── Dataset

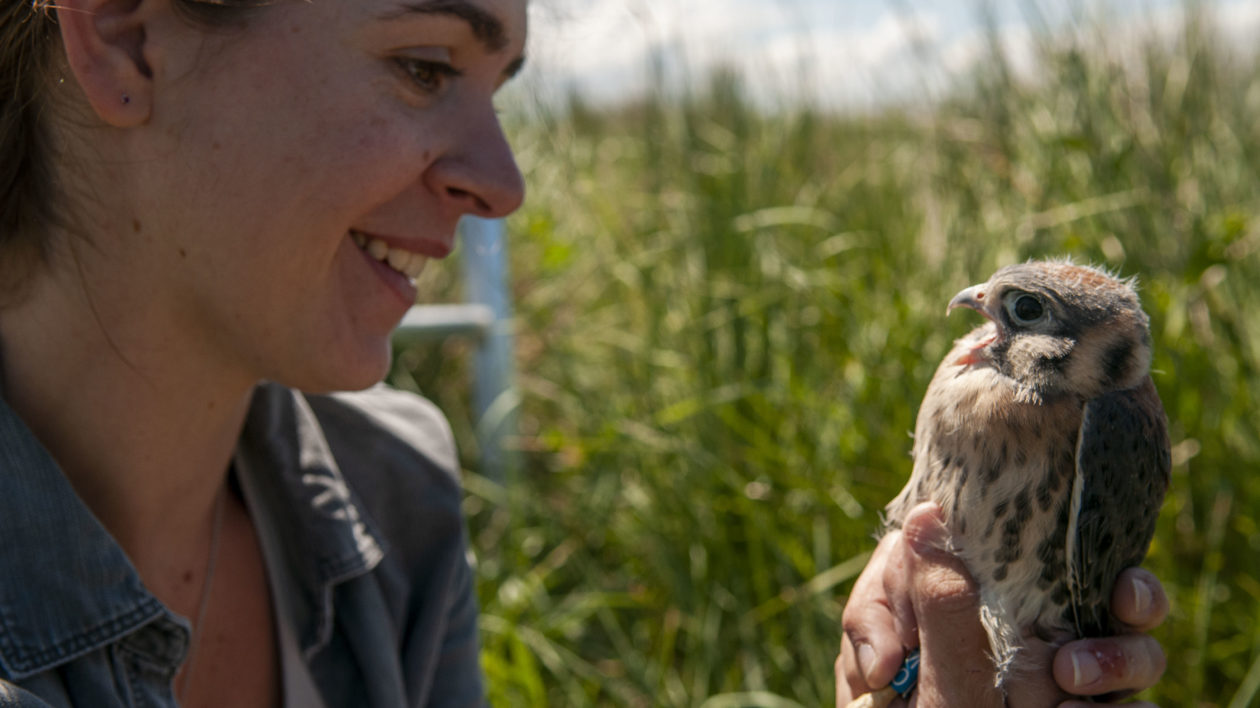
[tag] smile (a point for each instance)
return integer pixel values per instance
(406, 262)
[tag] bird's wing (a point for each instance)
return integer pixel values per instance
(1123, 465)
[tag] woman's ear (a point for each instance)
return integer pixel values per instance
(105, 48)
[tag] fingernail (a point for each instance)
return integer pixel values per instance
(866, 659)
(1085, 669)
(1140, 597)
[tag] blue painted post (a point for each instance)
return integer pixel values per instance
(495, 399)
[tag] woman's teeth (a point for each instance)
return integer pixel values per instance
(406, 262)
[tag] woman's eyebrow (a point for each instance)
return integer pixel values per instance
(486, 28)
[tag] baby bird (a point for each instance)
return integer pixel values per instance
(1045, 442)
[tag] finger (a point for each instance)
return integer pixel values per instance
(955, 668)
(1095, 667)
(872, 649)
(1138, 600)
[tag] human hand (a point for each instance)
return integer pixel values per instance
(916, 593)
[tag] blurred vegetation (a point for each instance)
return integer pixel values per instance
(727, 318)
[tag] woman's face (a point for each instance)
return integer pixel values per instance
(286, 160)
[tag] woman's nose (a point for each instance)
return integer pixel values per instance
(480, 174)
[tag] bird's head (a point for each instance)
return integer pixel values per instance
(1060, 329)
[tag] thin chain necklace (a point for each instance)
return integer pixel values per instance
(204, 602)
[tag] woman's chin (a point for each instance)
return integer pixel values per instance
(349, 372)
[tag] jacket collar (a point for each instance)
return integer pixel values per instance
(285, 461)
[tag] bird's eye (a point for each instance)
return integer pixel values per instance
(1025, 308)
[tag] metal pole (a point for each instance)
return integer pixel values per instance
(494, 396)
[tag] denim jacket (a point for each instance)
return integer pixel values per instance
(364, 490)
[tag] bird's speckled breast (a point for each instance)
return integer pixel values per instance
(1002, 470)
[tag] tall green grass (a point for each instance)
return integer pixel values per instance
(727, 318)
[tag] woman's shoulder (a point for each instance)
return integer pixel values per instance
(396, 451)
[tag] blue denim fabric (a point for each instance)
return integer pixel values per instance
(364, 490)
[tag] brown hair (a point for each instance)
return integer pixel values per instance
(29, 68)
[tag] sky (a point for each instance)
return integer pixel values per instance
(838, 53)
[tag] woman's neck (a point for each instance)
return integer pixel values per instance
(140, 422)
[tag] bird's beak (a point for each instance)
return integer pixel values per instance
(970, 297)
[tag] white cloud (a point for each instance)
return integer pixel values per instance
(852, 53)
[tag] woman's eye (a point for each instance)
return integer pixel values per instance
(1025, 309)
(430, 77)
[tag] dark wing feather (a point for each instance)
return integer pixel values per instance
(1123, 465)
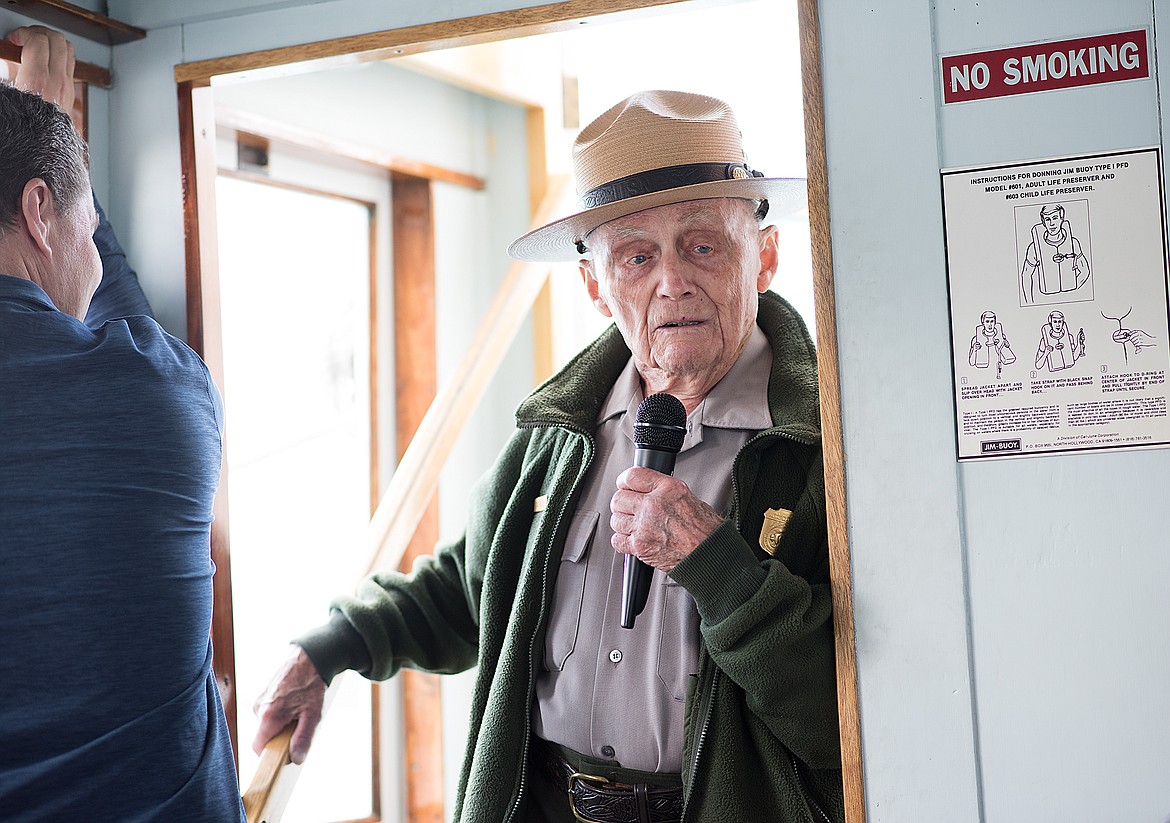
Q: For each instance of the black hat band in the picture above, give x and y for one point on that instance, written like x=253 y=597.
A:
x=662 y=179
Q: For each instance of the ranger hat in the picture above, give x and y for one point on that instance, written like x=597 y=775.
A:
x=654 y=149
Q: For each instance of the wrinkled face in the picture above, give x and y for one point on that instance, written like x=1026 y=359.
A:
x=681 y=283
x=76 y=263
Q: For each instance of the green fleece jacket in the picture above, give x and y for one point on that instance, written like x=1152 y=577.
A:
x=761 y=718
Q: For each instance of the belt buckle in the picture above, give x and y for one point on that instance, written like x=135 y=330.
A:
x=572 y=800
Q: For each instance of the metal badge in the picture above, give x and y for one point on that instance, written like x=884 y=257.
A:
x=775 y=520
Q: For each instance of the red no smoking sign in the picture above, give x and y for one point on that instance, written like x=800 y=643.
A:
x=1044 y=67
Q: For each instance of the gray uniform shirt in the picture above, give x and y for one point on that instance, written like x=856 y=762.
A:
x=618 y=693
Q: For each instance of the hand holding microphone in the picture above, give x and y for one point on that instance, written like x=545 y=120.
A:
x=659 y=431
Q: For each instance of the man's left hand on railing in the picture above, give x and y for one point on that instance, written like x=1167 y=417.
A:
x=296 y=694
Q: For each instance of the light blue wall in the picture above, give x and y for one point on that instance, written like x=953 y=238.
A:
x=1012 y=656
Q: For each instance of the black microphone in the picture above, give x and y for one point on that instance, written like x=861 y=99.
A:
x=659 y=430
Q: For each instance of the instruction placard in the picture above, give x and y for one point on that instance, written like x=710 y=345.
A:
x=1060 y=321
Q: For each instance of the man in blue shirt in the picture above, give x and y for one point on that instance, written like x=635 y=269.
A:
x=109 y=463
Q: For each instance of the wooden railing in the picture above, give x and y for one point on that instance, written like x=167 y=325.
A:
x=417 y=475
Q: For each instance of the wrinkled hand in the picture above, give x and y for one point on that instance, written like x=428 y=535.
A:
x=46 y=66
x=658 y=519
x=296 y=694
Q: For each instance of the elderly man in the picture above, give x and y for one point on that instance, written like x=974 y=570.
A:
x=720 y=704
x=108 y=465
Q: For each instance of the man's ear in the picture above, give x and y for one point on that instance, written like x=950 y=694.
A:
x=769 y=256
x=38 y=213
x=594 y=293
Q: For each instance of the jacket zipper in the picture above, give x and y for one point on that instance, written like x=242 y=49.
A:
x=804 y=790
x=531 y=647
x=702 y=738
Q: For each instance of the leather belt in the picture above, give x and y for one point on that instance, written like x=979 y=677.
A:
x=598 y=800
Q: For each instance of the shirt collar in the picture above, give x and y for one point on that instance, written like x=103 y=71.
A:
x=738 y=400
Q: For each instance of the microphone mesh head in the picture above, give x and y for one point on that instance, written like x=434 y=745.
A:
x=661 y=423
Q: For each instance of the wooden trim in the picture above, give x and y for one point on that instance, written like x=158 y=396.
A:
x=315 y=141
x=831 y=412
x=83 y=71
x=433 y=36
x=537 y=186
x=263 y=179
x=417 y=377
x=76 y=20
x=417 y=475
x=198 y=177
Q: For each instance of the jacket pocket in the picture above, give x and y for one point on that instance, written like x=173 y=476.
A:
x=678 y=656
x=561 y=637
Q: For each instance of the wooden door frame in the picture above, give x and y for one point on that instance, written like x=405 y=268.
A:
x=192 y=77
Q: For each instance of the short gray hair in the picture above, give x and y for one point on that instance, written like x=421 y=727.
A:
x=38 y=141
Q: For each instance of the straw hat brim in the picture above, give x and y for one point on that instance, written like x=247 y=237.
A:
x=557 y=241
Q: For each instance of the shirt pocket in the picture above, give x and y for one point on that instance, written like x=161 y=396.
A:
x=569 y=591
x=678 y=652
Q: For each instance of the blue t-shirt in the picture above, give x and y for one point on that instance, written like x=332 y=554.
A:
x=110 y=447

────

What you need to do -> Please copy all of the data above again, line for line and unchanged, but leave out the pictures.

Task solution ->
[tag] smile (a point for each instance)
return integer pixel values per instance
(406, 262)
[tag] bird's wing (a point for each instance)
return integer pixel values per instance
(1123, 465)
[tag] woman's ear (a point for each instance)
return integer pixel values per instance
(105, 48)
[tag] fingernail (a point for each instance)
return integer pixel values per instance
(866, 659)
(1085, 669)
(1140, 597)
[tag] blue painted post (a point for each instance)
return integer pixel values per instance
(495, 399)
[tag] woman's teeth (a point for each instance)
return integer pixel values per instance
(406, 262)
[tag] woman's eyebrow (a point for each instance)
return integer pixel values per instance
(486, 28)
[tag] baby bird (a point for each instance)
return integer pixel values per instance
(1045, 442)
[tag] finger (a point for each instance)
return integer pixel values per instance
(955, 668)
(1095, 667)
(872, 649)
(1138, 600)
[tag] human hand (a point for each instance)
return integer pixel values per instance
(916, 593)
[tag] blurred vegetation (a point for each instance)
return integer pixel values per instance
(727, 318)
[tag] woman's face (a point for each instance)
return integer pixel values per instance
(286, 160)
[tag] woman's nose (a point for each instance)
return integer pixel values per instance
(480, 174)
[tag] bird's head (a point for each instance)
return integer pixel values per instance
(1060, 329)
[tag] thin chain necklace (a point for each instance)
return integer pixel values per instance
(204, 602)
[tag] woman's chin (a point for each instance)
return integer pixel values per instance
(349, 372)
[tag] jacket collar (a point for each instance)
return integer pixel values per instance
(285, 461)
[tag] bird's eye (a point for each instance)
return integer pixel values per instance
(1025, 308)
[tag] metal pole (a point for each instance)
return integer pixel values per instance
(494, 396)
[tag] denim jacket (a point for each instance)
return integer pixel values per instance
(364, 490)
[tag] bird's speckled breast (a point for each instance)
return integer pixel values per instance
(1002, 470)
[tag] tall green grass (a point for each instance)
return integer pixel values per instance
(727, 318)
[tag] woman's shoulder (a point for each instance)
return integer pixel values per instance
(396, 451)
[tag] blue denim fabric (a point for each instance)
return integer pixel values per instance
(364, 490)
[tag] brown hair (a point for each instance)
return integer pixel values per instance
(29, 68)
[tag] sky (a point for each instance)
return integer pixel values per instance
(838, 53)
[tag] woman's neck (a point for each instance)
return integer pixel values per instance
(140, 422)
[tag] bird's beak (a point for each instance)
return integer pixel values per instance
(970, 297)
[tag] white cloud (a point for each instance)
return integer pixel values per instance
(852, 53)
[tag] woman's eye (a point for each instance)
return integer pixel values per instance
(1025, 309)
(430, 77)
[tag] dark wing feather (a point for each instance)
return integer pixel values per instance
(1123, 465)
Q: For each instance of the black hat band in the picture above, give x and y for one point on that instance, written like x=253 y=597.
A:
x=662 y=179
Q: For each instance of the ranger hat in the picture above, give x and y for one point on that instance, written like x=597 y=775.
A:
x=654 y=149
Q: For each instance of the wrinkled face in the picture above, give x and y for one point on that instance, written like x=1026 y=359.
A:
x=681 y=283
x=76 y=263
Q: For each instance of the green fleece jacket in the picture above, give x and y for one point on that instance, written like x=1152 y=577.
A:
x=761 y=718
Q: For each instance of the belt buckle in the picture above, give x and y for one point on that instance, written like x=135 y=330.
A:
x=572 y=800
Q: For each instance of the metal badge in the picture above, give x and y for one point on that instance, written like x=884 y=257.
A:
x=775 y=520
Q: For each instance of the red no smoking sign in the picture above, give x and y for one point on that instance, written like x=800 y=643.
A:
x=1044 y=67
Q: For each instance of the gray uniform shirt in the picture above, give x and y for one point on that instance, written like x=856 y=762.
A:
x=618 y=693
Q: For each instance of the hand holding microphone in the picture above, give x and y for one point on that instance, written like x=545 y=120.
A:
x=659 y=431
Q: For each instance of the man's left hand on railing in the picture above, give x and y for one point on that instance, written like x=1167 y=417.
A:
x=296 y=694
Q: For each instance of the light blue wall in the picture above, give x and y for one point on that instance, written like x=953 y=238.
A:
x=1012 y=656
Q: For each instance of the black microphone in the picture above, give x and y for one point on that instance, written like x=861 y=99.
A:
x=659 y=430
Q: For each instance of the instruction placard in the picture above, give x and y for one point on that instance, written like x=710 y=345.
A:
x=1060 y=321
Q: For each instance of the man in blue shirt in the picture above, give x and y for one point on that instance, written like x=635 y=269.
A:
x=109 y=463
Q: For each instance of the wooden railing in the picture above, give x and y for one point on that instance, written like x=167 y=325.
A:
x=417 y=475
Q: For each instance of the wrinkled hand in the picture above, give x and y for one point on that instance, written like x=428 y=535.
A:
x=46 y=66
x=658 y=519
x=296 y=694
Q: For each instance of the elderly man in the picture above, give x and y for one point on that instance, written like x=974 y=570.
A:
x=720 y=704
x=108 y=465
Q: For each instance of the man's ear in the picture above, give x and y for one point on that instance, written like x=950 y=694.
A:
x=769 y=256
x=38 y=213
x=594 y=293
Q: For each instance of the jacket zipper in the picture above, give x and y for one point on that instance, written like x=242 y=49.
A:
x=804 y=790
x=531 y=647
x=702 y=738
Q: For each instance of the leather belt in the picture above, give x and y for one point on that instance, written like x=979 y=677.
A:
x=598 y=800
Q: For each instance of the shirt collar in the picture above, give x and y for one point on that instance, written like x=103 y=71.
A:
x=738 y=400
Q: For each instance of the microphone mesh head in the picture above, give x and y for one point on that instance, written like x=434 y=745.
A:
x=661 y=423
Q: For each instance of the wooden trim in the picture above, give x and y for one point on that instance, written like x=158 y=396.
A:
x=315 y=141
x=831 y=412
x=83 y=71
x=433 y=36
x=537 y=186
x=263 y=179
x=417 y=377
x=76 y=20
x=417 y=475
x=198 y=177
Q: For each instance of the jacket pocket in the picture above, give x and y for one point on that instance, written like x=173 y=476.
A:
x=678 y=656
x=561 y=637
Q: For each instance of the wooden door frame in the picture above, give x and y for one point on that instance, written like x=405 y=268.
A:
x=192 y=77
Q: For each instance of the short gray hair in the picture above, give x and y for one point on that instance, written like x=421 y=727.
A:
x=38 y=141
Q: For each instance of the straw hat brim in the picture above, give x and y for one point on that instance, written like x=247 y=237.
A:
x=557 y=241
Q: For each instance of the shirt pocket in the picture above, give x and y for one point on that instance, written like x=161 y=396.
A:
x=569 y=591
x=678 y=652
Q: For each instance of the blue t-shirt in the picture above, give x and y for one point on that instance, written like x=332 y=554.
A:
x=110 y=447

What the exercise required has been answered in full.